**OBJECTIVE 1:**
Answer these from the EKS upgrade post below:
(a) What node OS does the starting cluster use?
(b) Besides applied resources, what does kubent also scan?
(c) What kind of resources does Velero not back up?
**OBJECTIVE 2:** Pick up the EKS upgrade post below where it stops, and write the part that follows.

EKS 1.34 to 1.35 Upgrade — A Best-Practices-Driven Verification

Introduction

Upgrading EKS is technically simple — run eksctl upgrade cluster and you're done. But in production, "it upgraded" isn't enough. You need to prove it upgraded safely.

AWS publishes EKS upgrade best practices covering Cluster Insights checks, deprecated API scanning, PodDisruptionBudget-backed workload protection, and more. This post documents upgrading an EKS Auto Mode cluster from 1.34 to 1.35 while methodically following each of these practices.

Starting Environment

Item	Value
Cluster name	eks-sandbox
Region	ap-northeast-1
Initial version	1.34
Mode	EKS Auto Mode
Node OS	Bottlerocket
Add-ons	aws-guardduty-agent (v1.12.1-eksbuild.2)

eksctl create cluster \
  --name eks-sandbox \
  --region ap-northeast-1 \
  --version 1.34 \
  --enable-auto-mode

Key Changes in EKS 1.35

Before upgrading, understand what's changing in the target version.

cgroup v1 support removed — Kubelet now refuses to start on cgroup v1 nodes by default. Bottlerocket ships with failCgroupV1: false, so no impact here
containerd 1.x support ends after 1.35 — Must migrate to containerd 2.0+ before upgrading to 1.36
In-Place Pod Resource Updates graduated to Stable — CPU/memory changes without pod restarts
IPVS mode deprecated — kube-proxy IPVS mode will be removed in 1.36
Ingress NGINX retirement notice — Upstream retirement planned for March 2026. Start planning Gateway API migration

Pre-Upgrade Verification

Backup

AWS best practices recommend taking a cluster backup with Velero before upgrading. Velero backs up Kubernetes resources and persistent volumes, providing a rollback path if the upgrade goes wrong.

I skipped this step since this was a fresh test cluster. In production — especially with custom resources or stateful workloads — this step should not be omitted. Note that Velero doesn't back up AWS resources like IAM roles; those must be managed separately.

Cluster Insights

EKS Cluster Insights proactively detect issues that could block an upgrade.

aws eks list-insights --region ap-northeast-1 --cluster-name eks-sandbox

Result: empty — no blockers. This is expected for a fresh cluster, but production clusters can surface warnings around kubelet version skew or add-on incompatibility here. Any issues found must be resolved before proceeding.

Deprecated API Scanning

Two tools for thorough coverage: kubent and pluto.

kubent
# Target K8s version is 1.34.4-eks-f69f56f
# Retrieved 34 resources from collector — no deprecations found
 
pluto detect-all-in-cluster
# There were no resources found with known deprecated apiVersions.

Zero findings are expected on a fresh cluster, but production clusters often have deprecated APIs lurking in custom resources or Helm releases. kubent scans Helm v3 releases too, catching template-level issues beyond just applied resources.

Infrastructure Prerequisites

Three aspects of the underlying infrastructure to verify before upgrading.

**PROVIDED DATA:**
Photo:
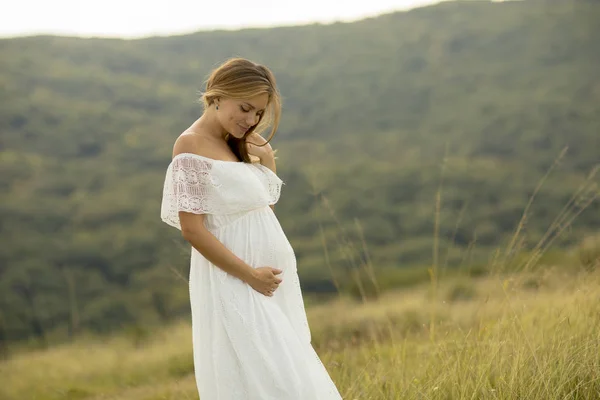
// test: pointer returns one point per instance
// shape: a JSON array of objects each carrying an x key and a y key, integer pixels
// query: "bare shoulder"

**REPLY 1:**
(a) Bottlerocket
(b) Helm v3 releases
(c) AWS resources like IAM roles

**REPLY 2:**
Subnet available IPs — Node replacement temporarily increases node count, so IP headroom is needed. All 6 subnets had 8,000+ available IPs — plenty of room.

IAM role — Confirmed the cluster role has sts:AssumeRole and sts:TagSession for eks.amazonaws.com. A missing or misconfigured role would cause the control plane upgrade itself to fail.

Control plane logging — All log types (api, audit, authenticator, controllerManager, scheduler) were disabled. Skipped for this test environment, but production clusters should enable at least api and audit — they're essential for troubleshooting issues during upgrades.

Add-on Compatibility

aws eks list-addons --cluster-name eks-sandbox
# ["aws-guardduty-agent"]
 
aws eks describe-addon-versions --kubernetes-version 1.35 \
  --addon-name aws-guardduty-agent \
  --query 'addons[0].addonVersions[0].addonVersion'
# "v1.12.1-eksbuild.2"

Current version is already 1.35-compatible. No update needed. For clusters running core add-ons like CoreDNS or kube-proxy, this is where you'd identify compatible versions and plan the update sequence.

Workload Preparation — PDB and topologySpreadConstraints

To verify availability during the upgrade, I deployed a sample app with deliberate resilience design:

3 replicas + topologySpreadConstraints — Spread pods evenly across nodes and AZs. AWS best practices recommend configuring both kubernetes.io/hostname (node spread) and topology.kubernetes.io/zone (AZ spread)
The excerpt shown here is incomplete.